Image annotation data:

+ + + + + + +

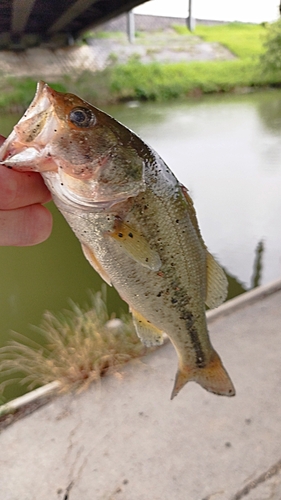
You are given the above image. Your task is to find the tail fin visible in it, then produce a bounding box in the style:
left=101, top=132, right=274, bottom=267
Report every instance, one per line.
left=171, top=350, right=235, bottom=399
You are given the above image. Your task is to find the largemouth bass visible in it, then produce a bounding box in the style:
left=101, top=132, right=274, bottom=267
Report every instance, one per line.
left=0, top=82, right=235, bottom=398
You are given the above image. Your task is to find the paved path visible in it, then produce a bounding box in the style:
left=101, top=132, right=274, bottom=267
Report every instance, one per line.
left=0, top=282, right=281, bottom=500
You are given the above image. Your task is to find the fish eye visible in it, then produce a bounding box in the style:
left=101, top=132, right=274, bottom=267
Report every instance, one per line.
left=69, top=108, right=96, bottom=128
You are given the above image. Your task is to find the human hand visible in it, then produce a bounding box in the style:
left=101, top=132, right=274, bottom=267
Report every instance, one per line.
left=0, top=136, right=52, bottom=246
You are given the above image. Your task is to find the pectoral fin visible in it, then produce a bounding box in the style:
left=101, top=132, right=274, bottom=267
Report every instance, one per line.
left=106, top=218, right=161, bottom=271
left=171, top=351, right=235, bottom=399
left=130, top=308, right=163, bottom=347
left=205, top=251, right=228, bottom=309
left=81, top=243, right=111, bottom=286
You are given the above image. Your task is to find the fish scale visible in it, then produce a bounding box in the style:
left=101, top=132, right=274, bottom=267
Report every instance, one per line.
left=0, top=82, right=235, bottom=398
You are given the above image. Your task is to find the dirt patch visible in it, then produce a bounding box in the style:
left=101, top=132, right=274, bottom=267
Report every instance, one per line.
left=0, top=32, right=235, bottom=79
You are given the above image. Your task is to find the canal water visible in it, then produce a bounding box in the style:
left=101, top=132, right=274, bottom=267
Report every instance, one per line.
left=0, top=91, right=281, bottom=401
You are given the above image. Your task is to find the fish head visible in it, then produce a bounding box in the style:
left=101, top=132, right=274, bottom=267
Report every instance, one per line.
left=0, top=82, right=145, bottom=206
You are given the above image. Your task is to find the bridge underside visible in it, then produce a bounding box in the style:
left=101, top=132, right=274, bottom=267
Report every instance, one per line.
left=0, top=0, right=144, bottom=50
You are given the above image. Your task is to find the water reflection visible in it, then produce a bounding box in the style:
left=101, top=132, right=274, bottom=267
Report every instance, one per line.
left=251, top=241, right=264, bottom=288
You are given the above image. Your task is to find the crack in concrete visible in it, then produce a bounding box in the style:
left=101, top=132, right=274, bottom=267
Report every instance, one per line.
left=230, top=459, right=281, bottom=500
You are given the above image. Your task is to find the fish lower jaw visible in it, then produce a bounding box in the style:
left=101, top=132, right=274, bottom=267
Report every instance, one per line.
left=42, top=172, right=127, bottom=211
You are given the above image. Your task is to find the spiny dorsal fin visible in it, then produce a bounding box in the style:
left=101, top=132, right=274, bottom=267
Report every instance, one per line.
left=205, top=250, right=228, bottom=309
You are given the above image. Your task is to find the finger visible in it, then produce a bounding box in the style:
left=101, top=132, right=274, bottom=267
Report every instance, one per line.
left=0, top=166, right=51, bottom=210
left=0, top=204, right=52, bottom=246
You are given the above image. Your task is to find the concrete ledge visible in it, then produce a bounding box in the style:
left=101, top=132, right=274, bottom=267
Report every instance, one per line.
left=0, top=282, right=281, bottom=500
left=0, top=279, right=281, bottom=420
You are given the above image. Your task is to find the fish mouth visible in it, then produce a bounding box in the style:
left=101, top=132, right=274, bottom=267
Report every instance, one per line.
left=0, top=81, right=58, bottom=172
left=0, top=81, right=145, bottom=208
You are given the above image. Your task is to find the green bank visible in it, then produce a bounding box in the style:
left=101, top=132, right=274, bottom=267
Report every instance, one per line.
left=0, top=22, right=281, bottom=112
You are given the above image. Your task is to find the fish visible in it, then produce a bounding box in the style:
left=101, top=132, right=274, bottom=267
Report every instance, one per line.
left=0, top=81, right=235, bottom=399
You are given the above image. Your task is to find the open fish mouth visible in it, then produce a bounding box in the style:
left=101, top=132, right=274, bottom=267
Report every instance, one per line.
left=0, top=81, right=59, bottom=172
left=0, top=81, right=145, bottom=207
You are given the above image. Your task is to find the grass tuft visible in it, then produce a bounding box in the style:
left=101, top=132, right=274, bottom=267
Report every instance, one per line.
left=0, top=291, right=148, bottom=392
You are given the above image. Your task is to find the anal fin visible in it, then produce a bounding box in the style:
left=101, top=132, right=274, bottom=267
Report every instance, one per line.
left=171, top=350, right=235, bottom=399
left=130, top=308, right=163, bottom=347
left=81, top=243, right=111, bottom=286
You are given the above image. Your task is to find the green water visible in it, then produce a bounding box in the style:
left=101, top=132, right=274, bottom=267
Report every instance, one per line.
left=0, top=91, right=281, bottom=399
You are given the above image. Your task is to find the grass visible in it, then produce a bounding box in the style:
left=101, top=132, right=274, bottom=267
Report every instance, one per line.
left=0, top=292, right=148, bottom=398
left=0, top=22, right=280, bottom=111
left=194, top=22, right=266, bottom=59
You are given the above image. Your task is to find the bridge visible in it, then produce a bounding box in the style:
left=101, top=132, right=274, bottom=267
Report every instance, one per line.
left=0, top=0, right=148, bottom=50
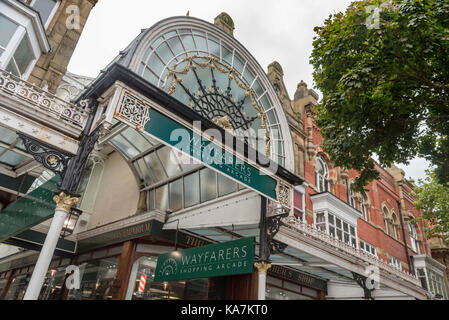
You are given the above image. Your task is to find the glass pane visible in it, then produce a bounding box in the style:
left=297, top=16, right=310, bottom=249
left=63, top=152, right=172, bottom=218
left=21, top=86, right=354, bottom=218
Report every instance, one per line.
left=14, top=35, right=34, bottom=74
left=335, top=218, right=341, bottom=229
left=122, top=128, right=152, bottom=152
left=218, top=174, right=237, bottom=197
left=184, top=172, right=200, bottom=207
left=154, top=185, right=168, bottom=212
left=0, top=15, right=17, bottom=48
left=148, top=190, right=156, bottom=210
left=157, top=147, right=181, bottom=177
left=6, top=59, right=20, bottom=77
left=32, top=0, right=56, bottom=24
left=170, top=178, right=182, bottom=211
left=200, top=168, right=217, bottom=202
left=144, top=152, right=167, bottom=182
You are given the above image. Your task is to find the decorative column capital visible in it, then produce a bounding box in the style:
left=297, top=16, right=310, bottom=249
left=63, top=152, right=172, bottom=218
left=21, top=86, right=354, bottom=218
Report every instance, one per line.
left=254, top=261, right=271, bottom=273
left=53, top=192, right=79, bottom=212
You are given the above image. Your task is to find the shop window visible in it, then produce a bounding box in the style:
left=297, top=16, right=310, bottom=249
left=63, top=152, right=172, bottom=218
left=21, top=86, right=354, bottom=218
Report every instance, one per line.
left=5, top=271, right=31, bottom=300
left=200, top=168, right=217, bottom=202
left=427, top=270, right=447, bottom=299
left=38, top=267, right=66, bottom=300
left=126, top=256, right=226, bottom=300
left=184, top=172, right=200, bottom=208
left=67, top=257, right=119, bottom=300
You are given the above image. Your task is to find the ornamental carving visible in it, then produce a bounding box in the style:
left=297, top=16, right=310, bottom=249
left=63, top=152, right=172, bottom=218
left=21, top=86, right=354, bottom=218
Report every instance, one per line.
left=53, top=192, right=79, bottom=212
left=114, top=90, right=150, bottom=131
left=0, top=70, right=89, bottom=128
left=276, top=182, right=292, bottom=208
left=162, top=55, right=271, bottom=156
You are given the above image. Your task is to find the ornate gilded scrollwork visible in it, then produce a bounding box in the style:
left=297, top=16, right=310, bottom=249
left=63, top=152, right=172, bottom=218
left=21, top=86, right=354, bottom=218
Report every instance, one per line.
left=114, top=90, right=150, bottom=131
left=276, top=182, right=292, bottom=208
left=267, top=209, right=289, bottom=254
left=17, top=132, right=73, bottom=179
left=162, top=55, right=271, bottom=156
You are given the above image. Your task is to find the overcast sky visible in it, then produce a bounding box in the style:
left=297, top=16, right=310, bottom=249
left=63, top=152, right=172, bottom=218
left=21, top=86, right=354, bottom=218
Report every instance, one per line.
left=68, top=0, right=428, bottom=180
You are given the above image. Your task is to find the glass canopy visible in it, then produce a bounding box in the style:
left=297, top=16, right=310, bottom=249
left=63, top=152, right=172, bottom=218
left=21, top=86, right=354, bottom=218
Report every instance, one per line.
left=126, top=21, right=286, bottom=166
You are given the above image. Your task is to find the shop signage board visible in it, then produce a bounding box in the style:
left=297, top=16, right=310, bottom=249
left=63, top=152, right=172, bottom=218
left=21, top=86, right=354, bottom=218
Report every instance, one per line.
left=154, top=237, right=255, bottom=282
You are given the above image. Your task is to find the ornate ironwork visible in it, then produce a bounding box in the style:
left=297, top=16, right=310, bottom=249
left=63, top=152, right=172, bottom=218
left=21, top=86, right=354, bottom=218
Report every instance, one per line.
left=276, top=182, right=292, bottom=208
left=162, top=55, right=271, bottom=156
left=352, top=272, right=374, bottom=300
left=0, top=70, right=89, bottom=127
left=17, top=132, right=73, bottom=180
left=115, top=90, right=150, bottom=131
left=267, top=211, right=289, bottom=254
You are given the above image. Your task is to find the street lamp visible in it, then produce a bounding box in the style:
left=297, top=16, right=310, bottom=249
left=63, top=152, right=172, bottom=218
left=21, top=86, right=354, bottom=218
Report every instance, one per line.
left=61, top=208, right=83, bottom=238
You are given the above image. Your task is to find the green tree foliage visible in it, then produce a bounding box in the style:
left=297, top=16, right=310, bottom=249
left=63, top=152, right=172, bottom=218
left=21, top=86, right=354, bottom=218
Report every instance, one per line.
left=311, top=0, right=449, bottom=191
left=415, top=172, right=449, bottom=244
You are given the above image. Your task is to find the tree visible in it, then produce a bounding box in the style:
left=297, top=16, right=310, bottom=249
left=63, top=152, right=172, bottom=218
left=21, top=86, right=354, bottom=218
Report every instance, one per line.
left=310, top=0, right=449, bottom=191
left=415, top=171, right=449, bottom=244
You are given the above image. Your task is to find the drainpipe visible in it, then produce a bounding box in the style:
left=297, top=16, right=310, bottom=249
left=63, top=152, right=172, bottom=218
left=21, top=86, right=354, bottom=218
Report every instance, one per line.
left=396, top=200, right=415, bottom=274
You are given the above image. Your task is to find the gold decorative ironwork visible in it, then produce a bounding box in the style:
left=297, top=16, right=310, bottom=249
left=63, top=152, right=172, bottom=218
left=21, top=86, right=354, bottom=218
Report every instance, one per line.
left=162, top=55, right=271, bottom=156
left=276, top=182, right=292, bottom=208
left=53, top=192, right=79, bottom=212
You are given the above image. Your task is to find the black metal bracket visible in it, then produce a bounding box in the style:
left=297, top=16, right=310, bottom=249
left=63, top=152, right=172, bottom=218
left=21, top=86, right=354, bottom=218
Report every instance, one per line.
left=17, top=99, right=102, bottom=195
left=267, top=212, right=289, bottom=254
left=352, top=272, right=374, bottom=300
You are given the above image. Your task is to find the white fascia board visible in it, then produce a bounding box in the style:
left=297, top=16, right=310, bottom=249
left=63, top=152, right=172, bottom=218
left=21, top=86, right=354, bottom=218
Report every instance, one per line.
left=0, top=0, right=51, bottom=53
left=310, top=192, right=362, bottom=225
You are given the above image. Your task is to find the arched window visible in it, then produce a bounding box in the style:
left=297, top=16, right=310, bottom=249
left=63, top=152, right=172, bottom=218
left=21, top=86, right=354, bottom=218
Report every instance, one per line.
left=408, top=222, right=420, bottom=254
left=391, top=212, right=399, bottom=239
left=315, top=156, right=329, bottom=192
left=382, top=207, right=389, bottom=234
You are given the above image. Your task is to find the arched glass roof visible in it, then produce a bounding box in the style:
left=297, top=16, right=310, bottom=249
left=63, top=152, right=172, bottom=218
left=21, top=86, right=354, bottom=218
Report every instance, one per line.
left=111, top=17, right=294, bottom=170
left=106, top=17, right=294, bottom=187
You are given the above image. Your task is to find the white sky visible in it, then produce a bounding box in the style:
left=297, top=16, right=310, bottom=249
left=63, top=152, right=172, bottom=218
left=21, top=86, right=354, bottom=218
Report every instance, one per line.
left=68, top=0, right=428, bottom=184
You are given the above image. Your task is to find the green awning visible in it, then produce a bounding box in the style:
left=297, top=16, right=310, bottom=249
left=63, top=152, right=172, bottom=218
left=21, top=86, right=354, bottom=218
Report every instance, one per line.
left=0, top=176, right=59, bottom=242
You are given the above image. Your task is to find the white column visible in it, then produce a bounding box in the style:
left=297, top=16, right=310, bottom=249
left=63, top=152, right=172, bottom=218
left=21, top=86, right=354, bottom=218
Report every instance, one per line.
left=23, top=192, right=78, bottom=300
left=254, top=262, right=271, bottom=300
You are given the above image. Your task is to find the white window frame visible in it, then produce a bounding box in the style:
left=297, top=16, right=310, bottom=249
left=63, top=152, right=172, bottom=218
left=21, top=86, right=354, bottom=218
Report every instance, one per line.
left=291, top=186, right=306, bottom=222
left=0, top=1, right=41, bottom=80
left=408, top=222, right=421, bottom=254
left=313, top=210, right=359, bottom=249
left=29, top=0, right=61, bottom=30
left=388, top=255, right=402, bottom=271
left=315, top=155, right=329, bottom=192
left=359, top=240, right=377, bottom=258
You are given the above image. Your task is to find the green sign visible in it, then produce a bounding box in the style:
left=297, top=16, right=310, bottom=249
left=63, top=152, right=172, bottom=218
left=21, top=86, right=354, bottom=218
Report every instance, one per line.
left=154, top=237, right=254, bottom=282
left=143, top=109, right=277, bottom=200
left=0, top=176, right=59, bottom=241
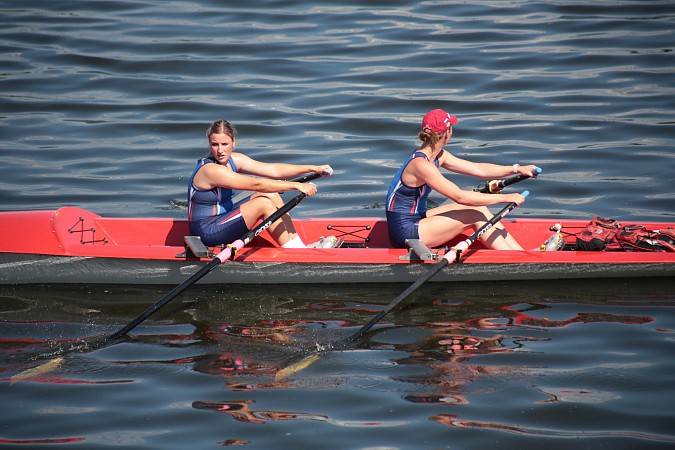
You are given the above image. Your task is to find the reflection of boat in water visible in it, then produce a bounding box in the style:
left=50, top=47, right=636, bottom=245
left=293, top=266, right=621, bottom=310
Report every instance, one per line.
left=0, top=207, right=675, bottom=285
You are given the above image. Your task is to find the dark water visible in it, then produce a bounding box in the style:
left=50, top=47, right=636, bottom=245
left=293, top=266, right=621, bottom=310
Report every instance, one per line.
left=0, top=0, right=675, bottom=449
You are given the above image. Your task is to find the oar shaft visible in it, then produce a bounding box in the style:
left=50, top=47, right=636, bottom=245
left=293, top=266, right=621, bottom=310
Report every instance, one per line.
left=343, top=259, right=449, bottom=344
left=443, top=191, right=530, bottom=262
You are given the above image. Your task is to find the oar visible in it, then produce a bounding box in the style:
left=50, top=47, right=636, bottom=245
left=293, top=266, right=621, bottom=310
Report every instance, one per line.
left=11, top=172, right=321, bottom=382
left=474, top=167, right=542, bottom=194
left=274, top=191, right=530, bottom=380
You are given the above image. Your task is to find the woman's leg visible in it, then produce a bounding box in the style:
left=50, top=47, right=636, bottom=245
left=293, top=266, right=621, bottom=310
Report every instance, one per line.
left=240, top=193, right=298, bottom=245
left=419, top=203, right=523, bottom=250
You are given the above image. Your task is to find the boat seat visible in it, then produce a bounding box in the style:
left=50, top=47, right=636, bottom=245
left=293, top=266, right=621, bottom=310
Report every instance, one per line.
left=399, top=239, right=441, bottom=261
left=176, top=236, right=214, bottom=258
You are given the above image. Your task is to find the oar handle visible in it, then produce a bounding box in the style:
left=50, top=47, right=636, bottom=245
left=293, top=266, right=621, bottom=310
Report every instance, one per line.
left=474, top=167, right=542, bottom=194
left=443, top=190, right=530, bottom=263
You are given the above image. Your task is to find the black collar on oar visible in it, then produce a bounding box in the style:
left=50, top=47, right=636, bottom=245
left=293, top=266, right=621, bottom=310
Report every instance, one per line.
left=274, top=191, right=530, bottom=379
left=11, top=172, right=321, bottom=383
left=474, top=167, right=541, bottom=194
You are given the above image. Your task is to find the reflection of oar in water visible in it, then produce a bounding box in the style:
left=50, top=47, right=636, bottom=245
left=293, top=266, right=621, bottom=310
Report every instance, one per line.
left=11, top=173, right=321, bottom=382
left=274, top=191, right=530, bottom=380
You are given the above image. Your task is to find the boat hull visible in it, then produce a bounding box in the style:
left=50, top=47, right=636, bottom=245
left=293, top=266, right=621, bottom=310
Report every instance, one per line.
left=0, top=207, right=675, bottom=285
left=0, top=254, right=675, bottom=285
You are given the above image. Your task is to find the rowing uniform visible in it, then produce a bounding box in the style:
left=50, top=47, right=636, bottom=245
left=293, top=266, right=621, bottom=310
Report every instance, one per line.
left=188, top=156, right=249, bottom=246
left=386, top=152, right=438, bottom=248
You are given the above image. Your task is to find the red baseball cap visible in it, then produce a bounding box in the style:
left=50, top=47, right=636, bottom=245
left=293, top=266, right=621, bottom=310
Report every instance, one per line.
left=422, top=109, right=459, bottom=134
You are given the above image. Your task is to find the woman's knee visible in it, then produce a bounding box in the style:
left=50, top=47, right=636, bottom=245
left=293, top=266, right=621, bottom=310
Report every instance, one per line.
left=241, top=196, right=278, bottom=220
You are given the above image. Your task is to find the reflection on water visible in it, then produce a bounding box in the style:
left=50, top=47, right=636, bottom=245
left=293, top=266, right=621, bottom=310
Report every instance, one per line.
left=0, top=280, right=675, bottom=445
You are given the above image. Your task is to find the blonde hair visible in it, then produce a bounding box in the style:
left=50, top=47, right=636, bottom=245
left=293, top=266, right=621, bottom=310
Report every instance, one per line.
left=206, top=120, right=237, bottom=141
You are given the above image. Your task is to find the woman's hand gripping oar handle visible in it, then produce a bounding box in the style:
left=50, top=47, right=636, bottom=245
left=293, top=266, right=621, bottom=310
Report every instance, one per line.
left=11, top=172, right=322, bottom=382
left=474, top=167, right=542, bottom=194
left=274, top=191, right=530, bottom=380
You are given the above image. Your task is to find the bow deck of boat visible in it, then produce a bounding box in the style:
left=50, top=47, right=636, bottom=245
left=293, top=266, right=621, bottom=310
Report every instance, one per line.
left=0, top=207, right=675, bottom=284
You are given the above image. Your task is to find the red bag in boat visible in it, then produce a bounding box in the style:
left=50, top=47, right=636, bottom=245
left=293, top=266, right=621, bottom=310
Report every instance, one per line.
left=576, top=216, right=622, bottom=251
left=616, top=225, right=675, bottom=252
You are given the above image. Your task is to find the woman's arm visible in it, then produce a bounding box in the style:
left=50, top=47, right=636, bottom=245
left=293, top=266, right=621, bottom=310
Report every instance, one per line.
left=232, top=153, right=333, bottom=179
left=439, top=150, right=537, bottom=178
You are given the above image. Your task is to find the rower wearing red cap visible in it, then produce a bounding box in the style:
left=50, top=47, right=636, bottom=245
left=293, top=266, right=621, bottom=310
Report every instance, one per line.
left=386, top=109, right=537, bottom=250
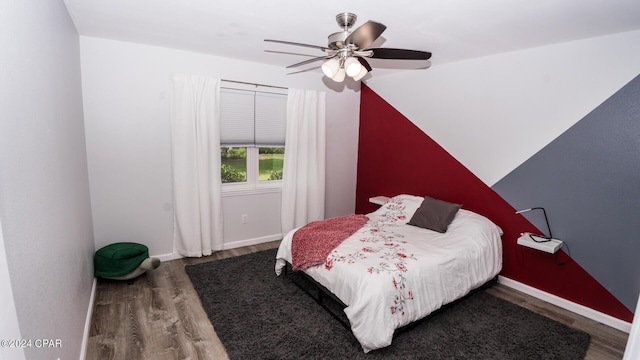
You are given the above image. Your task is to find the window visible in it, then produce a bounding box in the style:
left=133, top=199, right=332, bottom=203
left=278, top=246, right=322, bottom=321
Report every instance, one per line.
left=220, top=82, right=287, bottom=187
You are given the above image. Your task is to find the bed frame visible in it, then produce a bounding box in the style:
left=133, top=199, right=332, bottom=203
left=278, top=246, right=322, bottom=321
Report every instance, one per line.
left=283, top=262, right=498, bottom=334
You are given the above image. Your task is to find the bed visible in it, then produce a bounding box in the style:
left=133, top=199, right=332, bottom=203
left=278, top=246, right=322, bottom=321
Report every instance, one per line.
left=275, top=195, right=502, bottom=353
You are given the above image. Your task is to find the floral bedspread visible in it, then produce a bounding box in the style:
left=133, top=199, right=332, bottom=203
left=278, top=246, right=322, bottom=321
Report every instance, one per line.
left=275, top=195, right=502, bottom=352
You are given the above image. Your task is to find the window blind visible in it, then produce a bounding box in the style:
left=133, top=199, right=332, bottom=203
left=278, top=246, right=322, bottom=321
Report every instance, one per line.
left=220, top=88, right=287, bottom=147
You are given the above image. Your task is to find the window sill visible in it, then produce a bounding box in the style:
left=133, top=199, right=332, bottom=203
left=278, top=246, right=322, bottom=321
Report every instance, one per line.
left=222, top=181, right=282, bottom=197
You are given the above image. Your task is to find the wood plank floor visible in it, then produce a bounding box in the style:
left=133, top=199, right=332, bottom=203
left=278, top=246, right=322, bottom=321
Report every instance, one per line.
left=87, top=241, right=628, bottom=360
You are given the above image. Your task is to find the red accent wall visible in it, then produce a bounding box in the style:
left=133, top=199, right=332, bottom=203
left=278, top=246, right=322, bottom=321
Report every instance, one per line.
left=356, top=84, right=633, bottom=322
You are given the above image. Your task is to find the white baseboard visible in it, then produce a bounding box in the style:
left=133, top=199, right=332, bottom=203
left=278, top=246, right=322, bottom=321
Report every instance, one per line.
left=152, top=234, right=282, bottom=262
left=498, top=276, right=631, bottom=333
left=222, top=234, right=282, bottom=250
left=80, top=277, right=98, bottom=360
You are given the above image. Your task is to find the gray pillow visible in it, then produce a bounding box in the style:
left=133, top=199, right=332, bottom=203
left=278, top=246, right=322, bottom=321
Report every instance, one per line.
left=408, top=196, right=462, bottom=233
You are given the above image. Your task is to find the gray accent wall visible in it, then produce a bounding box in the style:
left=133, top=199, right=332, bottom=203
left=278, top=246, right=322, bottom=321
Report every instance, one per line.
left=492, top=76, right=640, bottom=311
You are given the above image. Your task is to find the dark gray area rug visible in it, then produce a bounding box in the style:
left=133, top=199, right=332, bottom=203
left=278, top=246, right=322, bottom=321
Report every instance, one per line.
left=186, top=249, right=590, bottom=360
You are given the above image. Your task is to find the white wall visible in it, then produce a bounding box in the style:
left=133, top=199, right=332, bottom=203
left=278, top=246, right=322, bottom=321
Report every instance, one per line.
left=0, top=222, right=24, bottom=360
left=80, top=36, right=360, bottom=255
left=0, top=0, right=94, bottom=359
left=367, top=31, right=640, bottom=186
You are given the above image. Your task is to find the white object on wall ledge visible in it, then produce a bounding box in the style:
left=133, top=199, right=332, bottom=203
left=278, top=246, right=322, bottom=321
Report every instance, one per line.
left=518, top=232, right=562, bottom=254
left=369, top=196, right=389, bottom=205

+ + + + + + +

Do this:
Rewrite the entries, starting at the first line and ending at the line that contains "left=69, top=108, right=96, bottom=128", with every "instance" changed to "occurrence" and nothing else altered. Omit the pictures from your answer.

Response to the task:
You are given the above image. Your task is to find the tail fin visible in it, then produce a bounding box in the style:
left=101, top=132, right=274, bottom=267
Report every occurrence, one per line.
left=171, top=350, right=235, bottom=399
You are given the above image. Your task is to find the largemouth bass visible in it, then produce a bounding box in the style:
left=101, top=132, right=274, bottom=267
Report every occurrence, one per line.
left=0, top=82, right=235, bottom=398
You are given the above image. Your task is to find the paved path visible in it, then produce a bounding box in the style:
left=101, top=132, right=274, bottom=267
Report every occurrence, one per line.
left=0, top=282, right=281, bottom=500
You are given the above image. Your task is to find the fish eye visible in it, then produce a bounding box in the style:
left=101, top=132, right=274, bottom=267
Report every occurrence, one per line.
left=69, top=108, right=96, bottom=128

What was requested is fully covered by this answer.